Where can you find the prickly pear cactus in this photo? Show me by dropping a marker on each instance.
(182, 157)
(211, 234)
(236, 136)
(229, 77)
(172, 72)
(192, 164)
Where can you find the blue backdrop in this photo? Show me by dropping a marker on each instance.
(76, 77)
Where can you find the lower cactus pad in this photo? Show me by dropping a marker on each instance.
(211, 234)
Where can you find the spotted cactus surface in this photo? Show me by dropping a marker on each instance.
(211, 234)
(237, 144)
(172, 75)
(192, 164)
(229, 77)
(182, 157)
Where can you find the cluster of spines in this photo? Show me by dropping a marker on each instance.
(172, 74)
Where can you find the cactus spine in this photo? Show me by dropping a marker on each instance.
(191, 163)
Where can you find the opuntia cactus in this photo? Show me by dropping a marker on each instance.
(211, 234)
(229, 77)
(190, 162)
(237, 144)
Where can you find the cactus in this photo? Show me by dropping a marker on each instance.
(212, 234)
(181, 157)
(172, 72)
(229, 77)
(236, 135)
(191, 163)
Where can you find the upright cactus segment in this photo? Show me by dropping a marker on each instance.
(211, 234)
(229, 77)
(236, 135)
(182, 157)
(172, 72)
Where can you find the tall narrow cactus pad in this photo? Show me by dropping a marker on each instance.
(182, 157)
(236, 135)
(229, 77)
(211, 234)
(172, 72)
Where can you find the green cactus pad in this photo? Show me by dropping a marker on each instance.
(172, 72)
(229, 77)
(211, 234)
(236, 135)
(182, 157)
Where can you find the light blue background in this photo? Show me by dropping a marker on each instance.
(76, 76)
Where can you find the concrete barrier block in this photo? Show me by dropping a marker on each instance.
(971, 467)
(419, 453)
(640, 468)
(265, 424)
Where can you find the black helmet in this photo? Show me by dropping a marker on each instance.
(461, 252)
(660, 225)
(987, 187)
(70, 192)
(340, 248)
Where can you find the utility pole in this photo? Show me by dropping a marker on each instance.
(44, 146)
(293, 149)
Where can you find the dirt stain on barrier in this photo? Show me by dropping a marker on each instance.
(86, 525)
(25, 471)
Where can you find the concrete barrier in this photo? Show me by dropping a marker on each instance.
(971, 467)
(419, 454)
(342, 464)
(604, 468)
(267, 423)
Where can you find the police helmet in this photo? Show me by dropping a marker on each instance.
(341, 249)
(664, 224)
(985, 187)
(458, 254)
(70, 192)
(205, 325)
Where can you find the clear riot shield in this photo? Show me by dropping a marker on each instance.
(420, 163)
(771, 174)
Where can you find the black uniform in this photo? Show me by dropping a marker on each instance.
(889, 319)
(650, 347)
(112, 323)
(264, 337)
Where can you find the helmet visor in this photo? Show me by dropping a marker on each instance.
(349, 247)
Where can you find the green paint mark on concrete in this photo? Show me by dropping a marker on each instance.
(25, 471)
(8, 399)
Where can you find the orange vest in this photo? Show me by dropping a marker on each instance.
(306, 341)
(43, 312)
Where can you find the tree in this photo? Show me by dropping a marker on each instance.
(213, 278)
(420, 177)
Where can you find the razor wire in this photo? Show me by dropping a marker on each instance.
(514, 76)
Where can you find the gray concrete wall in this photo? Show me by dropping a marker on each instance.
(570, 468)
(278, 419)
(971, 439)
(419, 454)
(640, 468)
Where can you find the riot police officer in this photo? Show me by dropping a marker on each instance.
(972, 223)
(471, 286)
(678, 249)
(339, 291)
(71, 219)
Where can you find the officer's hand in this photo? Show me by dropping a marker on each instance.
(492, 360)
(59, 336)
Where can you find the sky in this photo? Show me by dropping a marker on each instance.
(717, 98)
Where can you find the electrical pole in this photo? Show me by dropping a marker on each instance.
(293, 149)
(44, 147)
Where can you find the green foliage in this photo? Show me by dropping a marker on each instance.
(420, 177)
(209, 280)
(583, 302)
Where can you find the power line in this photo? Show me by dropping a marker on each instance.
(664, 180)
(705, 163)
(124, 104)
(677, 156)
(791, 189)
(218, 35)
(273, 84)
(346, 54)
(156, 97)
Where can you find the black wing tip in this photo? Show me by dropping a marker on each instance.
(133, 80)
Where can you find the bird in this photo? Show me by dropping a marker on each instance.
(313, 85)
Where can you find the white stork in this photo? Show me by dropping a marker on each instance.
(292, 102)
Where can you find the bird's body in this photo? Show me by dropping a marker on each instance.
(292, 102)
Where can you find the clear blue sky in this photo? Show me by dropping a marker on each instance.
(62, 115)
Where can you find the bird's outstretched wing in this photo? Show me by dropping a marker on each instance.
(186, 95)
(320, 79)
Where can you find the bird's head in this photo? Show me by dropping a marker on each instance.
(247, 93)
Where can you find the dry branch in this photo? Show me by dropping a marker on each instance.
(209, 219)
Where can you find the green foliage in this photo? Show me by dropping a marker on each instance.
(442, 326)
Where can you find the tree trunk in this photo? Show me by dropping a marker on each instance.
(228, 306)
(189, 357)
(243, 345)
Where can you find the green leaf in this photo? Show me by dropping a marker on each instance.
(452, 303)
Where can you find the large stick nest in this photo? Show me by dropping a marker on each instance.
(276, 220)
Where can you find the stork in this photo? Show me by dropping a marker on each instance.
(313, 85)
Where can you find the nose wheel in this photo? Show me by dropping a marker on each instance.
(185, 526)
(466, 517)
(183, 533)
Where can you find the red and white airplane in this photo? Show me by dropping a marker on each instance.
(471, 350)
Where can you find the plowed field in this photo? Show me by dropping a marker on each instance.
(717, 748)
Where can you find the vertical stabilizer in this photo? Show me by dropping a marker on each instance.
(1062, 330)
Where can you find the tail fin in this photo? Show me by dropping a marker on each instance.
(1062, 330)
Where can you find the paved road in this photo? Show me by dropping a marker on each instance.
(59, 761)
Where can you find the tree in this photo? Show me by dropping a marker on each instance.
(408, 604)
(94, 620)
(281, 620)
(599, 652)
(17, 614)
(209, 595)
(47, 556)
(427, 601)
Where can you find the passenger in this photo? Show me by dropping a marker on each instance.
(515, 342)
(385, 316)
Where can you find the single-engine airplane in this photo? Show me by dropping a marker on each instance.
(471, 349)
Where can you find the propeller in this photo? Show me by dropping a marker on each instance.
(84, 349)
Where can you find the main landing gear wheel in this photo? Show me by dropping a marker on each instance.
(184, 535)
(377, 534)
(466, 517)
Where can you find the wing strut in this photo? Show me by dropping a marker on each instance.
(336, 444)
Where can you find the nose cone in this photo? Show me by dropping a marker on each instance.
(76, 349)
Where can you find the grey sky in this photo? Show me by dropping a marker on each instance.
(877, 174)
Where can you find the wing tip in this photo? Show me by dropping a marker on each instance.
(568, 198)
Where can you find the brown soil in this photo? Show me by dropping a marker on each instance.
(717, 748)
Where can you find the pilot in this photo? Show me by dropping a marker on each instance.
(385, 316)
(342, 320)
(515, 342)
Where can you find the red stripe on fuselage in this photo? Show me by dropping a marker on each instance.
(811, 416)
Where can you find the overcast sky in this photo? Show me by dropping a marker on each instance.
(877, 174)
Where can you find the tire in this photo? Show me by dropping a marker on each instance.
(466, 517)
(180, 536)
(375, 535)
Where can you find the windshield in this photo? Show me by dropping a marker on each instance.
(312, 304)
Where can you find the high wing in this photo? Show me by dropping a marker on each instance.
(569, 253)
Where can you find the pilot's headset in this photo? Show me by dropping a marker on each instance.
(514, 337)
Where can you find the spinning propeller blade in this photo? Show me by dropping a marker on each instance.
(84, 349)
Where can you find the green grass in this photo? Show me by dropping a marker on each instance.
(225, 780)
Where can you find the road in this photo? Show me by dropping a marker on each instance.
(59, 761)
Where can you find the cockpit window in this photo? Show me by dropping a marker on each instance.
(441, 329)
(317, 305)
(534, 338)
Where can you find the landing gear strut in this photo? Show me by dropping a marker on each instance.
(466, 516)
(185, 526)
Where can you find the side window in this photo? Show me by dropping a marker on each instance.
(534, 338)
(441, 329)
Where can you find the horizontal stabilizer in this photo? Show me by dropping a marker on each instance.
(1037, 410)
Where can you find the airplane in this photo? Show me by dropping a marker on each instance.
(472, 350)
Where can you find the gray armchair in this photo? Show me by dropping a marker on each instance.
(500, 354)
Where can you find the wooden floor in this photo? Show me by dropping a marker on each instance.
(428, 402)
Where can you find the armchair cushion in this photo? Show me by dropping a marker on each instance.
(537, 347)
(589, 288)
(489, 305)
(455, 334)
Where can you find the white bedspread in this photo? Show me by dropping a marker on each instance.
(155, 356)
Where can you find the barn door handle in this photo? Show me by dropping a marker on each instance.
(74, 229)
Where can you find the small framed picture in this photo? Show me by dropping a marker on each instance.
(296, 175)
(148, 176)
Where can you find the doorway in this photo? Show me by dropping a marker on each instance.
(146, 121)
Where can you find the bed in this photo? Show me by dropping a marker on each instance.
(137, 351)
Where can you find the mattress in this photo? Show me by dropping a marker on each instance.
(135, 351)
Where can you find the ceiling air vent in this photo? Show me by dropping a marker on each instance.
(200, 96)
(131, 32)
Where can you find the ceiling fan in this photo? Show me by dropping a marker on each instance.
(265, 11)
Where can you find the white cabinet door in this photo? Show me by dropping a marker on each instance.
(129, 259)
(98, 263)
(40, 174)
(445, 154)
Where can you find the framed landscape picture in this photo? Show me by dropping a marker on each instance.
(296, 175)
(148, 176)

:: Request ::
Copy out the lines starting at the one containing "Where can you find the horizontal" and ending with the last line of the entries. Include nothing else.

:: Full solution ::
Where can you find the horizontal stabilizer in this photo? Show me by dropping a marker on each instance.
(1037, 410)
Where can you find the airplane in this photo? Show me by dropping a marker on each instance.
(472, 350)
Where can you find the gray armchair in this photo? Show me by dropping a marker on each instance.
(500, 354)
Where can you find the wooden floor in this photo? Show me by dropping a marker on each instance.
(428, 402)
Where can you find the armchair cushion in this photo? Show me by dropping a marker on each instance.
(537, 347)
(589, 288)
(489, 305)
(455, 334)
Where can you find the white bedspread in this photo? Show me by dropping a marker on each instance.
(155, 356)
Where can you find the barn door handle in this photo? Show me by dropping a marker on each instance.
(74, 229)
Where can you find the small framed picture in this photo? Show me by dropping a marker on each instance.
(296, 175)
(148, 176)
Where can you find the doorway in this photo? Show me by dropping a marker on each instance.
(146, 121)
Where can you find the bed in this photo? Show me by dropping a marker on each instance.
(137, 351)
Where can you find the mattress in this photo? Show me by dropping a marker on each instance.
(135, 351)
Where can you find the ceiling air vent in this photo? Show me by dropping a marker on each instance.
(200, 96)
(131, 32)
Where can you find the ceiling fan in this photo? Show me by dropping a marker on each instance.
(265, 11)
Where can you find the white cabinet door in this photo? Show me by dropping a marker on each instance.
(129, 259)
(98, 263)
(40, 174)
(445, 154)
Where can you find the framed landscape picture in this photo? Show me by dropping a marker on each instance.
(296, 175)
(148, 176)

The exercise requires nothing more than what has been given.